EXERCISE AIM ▸ Repeat exactly the lines of the entries below from the one with "Target: engraved lettering on stone" through the one with "Mark one point on every instance of the stone relief", both ends included, and nothing else.

Natural language region descriptions ▸

◇ ◇ ◇ ◇

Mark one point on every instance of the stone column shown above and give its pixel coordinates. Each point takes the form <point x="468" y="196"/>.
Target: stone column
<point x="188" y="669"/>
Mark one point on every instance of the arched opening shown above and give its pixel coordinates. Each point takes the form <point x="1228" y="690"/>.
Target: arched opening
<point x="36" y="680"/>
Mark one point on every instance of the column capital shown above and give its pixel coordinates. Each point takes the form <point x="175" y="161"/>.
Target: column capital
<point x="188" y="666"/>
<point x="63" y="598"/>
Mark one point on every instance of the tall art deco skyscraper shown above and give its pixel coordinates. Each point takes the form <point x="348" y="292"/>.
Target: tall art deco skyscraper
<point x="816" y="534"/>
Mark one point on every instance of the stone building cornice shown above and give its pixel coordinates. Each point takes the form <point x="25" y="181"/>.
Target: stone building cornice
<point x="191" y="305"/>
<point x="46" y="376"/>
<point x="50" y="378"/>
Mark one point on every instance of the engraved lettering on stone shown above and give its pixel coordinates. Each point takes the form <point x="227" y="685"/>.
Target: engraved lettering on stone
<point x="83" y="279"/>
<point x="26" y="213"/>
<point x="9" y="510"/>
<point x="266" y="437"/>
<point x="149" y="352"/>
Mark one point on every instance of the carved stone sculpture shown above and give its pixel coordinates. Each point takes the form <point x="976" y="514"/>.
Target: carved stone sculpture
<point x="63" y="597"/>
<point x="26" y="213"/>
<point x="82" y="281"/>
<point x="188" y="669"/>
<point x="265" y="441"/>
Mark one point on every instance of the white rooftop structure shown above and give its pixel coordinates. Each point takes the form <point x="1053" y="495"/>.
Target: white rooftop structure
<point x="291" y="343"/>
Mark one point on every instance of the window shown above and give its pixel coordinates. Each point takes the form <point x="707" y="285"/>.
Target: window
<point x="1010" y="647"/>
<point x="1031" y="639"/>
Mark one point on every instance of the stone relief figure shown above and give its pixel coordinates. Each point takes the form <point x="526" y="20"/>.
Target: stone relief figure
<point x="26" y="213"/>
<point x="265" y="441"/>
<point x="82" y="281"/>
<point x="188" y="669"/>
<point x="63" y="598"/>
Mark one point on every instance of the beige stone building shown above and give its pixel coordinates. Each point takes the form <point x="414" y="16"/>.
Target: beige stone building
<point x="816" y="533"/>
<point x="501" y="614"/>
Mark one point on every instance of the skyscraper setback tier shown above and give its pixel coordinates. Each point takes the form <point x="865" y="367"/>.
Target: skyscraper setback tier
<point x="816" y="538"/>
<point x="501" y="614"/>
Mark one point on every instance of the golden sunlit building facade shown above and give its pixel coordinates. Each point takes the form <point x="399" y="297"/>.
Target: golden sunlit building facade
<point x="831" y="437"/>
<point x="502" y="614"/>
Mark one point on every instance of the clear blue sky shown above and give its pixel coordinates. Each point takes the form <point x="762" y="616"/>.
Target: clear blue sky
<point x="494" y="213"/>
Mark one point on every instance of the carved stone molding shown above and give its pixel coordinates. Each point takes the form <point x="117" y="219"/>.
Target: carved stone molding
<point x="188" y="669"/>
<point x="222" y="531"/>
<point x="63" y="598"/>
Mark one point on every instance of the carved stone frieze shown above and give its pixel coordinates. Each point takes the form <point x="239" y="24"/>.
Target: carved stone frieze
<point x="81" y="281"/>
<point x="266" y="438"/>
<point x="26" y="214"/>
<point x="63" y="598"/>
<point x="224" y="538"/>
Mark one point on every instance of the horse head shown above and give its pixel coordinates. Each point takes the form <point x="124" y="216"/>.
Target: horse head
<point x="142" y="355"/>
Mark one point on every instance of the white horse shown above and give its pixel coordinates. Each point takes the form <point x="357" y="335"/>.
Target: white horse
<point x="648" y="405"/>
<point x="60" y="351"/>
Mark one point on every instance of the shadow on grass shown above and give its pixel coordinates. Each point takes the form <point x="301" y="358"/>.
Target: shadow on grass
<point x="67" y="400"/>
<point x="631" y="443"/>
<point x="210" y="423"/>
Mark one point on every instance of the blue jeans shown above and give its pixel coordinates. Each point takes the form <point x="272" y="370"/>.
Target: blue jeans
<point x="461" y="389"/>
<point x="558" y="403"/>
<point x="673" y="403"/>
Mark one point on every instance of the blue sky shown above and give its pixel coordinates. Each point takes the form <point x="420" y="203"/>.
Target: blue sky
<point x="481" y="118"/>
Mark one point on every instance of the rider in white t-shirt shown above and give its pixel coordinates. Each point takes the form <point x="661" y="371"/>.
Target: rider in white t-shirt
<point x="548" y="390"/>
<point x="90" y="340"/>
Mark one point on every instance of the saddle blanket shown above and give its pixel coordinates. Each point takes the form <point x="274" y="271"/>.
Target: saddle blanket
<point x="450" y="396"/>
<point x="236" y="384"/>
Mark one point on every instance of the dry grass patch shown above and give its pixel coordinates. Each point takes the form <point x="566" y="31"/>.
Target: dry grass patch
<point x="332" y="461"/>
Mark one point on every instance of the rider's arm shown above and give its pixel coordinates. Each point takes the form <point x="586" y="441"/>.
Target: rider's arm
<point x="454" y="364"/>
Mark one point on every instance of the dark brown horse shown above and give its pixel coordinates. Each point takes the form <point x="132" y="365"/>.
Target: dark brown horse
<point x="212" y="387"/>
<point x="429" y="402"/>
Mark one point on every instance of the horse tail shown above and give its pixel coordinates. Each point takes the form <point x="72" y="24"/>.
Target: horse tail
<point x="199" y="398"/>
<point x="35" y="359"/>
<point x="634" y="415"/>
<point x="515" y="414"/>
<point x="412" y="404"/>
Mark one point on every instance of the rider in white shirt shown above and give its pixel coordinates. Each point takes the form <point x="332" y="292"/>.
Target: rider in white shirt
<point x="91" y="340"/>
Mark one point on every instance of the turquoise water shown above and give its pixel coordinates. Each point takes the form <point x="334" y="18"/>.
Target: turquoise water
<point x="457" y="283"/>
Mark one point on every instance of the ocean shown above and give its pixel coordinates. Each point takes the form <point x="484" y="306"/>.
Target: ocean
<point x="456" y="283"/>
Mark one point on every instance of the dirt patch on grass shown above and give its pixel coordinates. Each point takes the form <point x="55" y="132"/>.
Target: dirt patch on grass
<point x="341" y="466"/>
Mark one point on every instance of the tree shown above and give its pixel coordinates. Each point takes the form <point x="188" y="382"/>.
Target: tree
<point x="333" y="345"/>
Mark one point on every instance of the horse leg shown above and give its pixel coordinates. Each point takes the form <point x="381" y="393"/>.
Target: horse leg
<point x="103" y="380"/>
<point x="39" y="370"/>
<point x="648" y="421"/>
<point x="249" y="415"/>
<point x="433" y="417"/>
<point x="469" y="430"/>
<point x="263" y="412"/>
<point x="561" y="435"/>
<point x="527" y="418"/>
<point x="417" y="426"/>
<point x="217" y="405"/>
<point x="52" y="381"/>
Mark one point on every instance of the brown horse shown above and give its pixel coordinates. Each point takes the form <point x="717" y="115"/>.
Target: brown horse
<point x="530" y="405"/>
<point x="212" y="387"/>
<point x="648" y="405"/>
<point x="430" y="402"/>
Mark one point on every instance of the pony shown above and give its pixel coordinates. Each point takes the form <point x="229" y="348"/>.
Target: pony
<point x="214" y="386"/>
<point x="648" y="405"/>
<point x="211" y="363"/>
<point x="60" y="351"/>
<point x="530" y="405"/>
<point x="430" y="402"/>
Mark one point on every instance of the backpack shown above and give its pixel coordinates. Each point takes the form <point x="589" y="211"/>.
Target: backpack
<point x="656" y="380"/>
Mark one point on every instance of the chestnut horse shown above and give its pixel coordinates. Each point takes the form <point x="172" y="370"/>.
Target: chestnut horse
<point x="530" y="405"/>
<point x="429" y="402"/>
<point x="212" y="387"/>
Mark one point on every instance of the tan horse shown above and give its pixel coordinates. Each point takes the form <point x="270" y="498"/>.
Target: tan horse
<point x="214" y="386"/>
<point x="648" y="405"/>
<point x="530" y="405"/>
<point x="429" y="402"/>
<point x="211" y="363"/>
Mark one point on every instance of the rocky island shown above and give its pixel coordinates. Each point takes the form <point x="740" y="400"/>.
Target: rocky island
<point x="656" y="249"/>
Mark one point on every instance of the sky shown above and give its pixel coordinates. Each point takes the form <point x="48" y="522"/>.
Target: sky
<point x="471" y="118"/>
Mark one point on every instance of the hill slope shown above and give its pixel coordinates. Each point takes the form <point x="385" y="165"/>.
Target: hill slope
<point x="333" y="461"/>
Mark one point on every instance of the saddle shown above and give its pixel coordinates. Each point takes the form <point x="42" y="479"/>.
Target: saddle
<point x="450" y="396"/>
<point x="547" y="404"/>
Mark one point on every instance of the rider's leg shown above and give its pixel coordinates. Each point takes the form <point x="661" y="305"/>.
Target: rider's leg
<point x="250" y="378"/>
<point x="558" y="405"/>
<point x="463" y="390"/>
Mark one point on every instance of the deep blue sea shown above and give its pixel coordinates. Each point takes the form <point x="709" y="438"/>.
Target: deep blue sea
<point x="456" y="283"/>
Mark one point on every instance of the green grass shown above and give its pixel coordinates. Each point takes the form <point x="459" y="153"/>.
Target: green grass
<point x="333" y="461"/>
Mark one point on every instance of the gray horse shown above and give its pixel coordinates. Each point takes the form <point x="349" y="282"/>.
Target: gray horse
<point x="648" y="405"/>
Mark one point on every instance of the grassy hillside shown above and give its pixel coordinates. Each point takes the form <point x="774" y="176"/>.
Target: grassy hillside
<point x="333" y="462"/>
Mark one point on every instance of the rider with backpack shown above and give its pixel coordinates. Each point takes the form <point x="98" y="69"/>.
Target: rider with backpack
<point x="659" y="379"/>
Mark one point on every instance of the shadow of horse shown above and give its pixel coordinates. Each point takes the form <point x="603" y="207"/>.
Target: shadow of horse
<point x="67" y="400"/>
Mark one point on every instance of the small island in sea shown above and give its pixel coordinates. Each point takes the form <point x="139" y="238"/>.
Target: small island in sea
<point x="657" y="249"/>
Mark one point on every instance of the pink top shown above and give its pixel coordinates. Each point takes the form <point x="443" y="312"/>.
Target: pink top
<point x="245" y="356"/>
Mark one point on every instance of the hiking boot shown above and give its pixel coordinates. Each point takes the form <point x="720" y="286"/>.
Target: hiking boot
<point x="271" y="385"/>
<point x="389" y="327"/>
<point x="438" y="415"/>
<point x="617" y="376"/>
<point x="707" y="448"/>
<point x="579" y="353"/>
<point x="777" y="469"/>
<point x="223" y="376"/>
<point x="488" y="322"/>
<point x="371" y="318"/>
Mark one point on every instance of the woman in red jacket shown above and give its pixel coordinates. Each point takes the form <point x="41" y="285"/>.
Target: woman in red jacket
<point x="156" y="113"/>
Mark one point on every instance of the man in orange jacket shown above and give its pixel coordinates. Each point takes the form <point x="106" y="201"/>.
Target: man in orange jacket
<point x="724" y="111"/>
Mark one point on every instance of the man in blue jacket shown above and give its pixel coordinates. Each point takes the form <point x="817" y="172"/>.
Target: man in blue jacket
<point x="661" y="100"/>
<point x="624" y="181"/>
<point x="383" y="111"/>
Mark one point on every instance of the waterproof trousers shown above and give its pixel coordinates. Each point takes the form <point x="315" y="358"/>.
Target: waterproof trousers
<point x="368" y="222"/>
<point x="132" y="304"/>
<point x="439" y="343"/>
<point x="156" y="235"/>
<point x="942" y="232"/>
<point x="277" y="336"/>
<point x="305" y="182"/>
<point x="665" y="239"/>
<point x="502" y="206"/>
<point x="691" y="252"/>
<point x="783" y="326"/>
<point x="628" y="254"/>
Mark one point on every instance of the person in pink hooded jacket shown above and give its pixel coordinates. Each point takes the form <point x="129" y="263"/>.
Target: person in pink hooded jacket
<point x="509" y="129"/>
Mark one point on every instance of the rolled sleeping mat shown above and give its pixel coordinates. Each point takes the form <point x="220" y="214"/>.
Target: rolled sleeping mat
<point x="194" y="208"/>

◇ ◇ ◇ ◇

ANSWER BOX ▸
Target: engraved lettering on stone
<point x="83" y="279"/>
<point x="26" y="213"/>
<point x="9" y="510"/>
<point x="266" y="437"/>
<point x="149" y="352"/>
Mark one point on every instance of the carved stone sculpture shown above and give its pixel coordinates. Each point takes the form <point x="976" y="514"/>.
Target: carved stone sculpture
<point x="63" y="597"/>
<point x="26" y="213"/>
<point x="82" y="281"/>
<point x="188" y="669"/>
<point x="265" y="441"/>
Mark one point on every instance of the white rooftop structure shown above and give its pixel coordinates. Each point takes the form <point x="1053" y="495"/>.
Target: white rooftop structure
<point x="291" y="343"/>
Mark one point on every instance of the window shown above and give its pixel coordinates. Each point takes the form <point x="707" y="285"/>.
Target: window
<point x="1010" y="647"/>
<point x="1031" y="639"/>
Mark one point on every instance of the stone relief figure shown above and give its pixel coordinates. Each point takes the form <point x="526" y="20"/>.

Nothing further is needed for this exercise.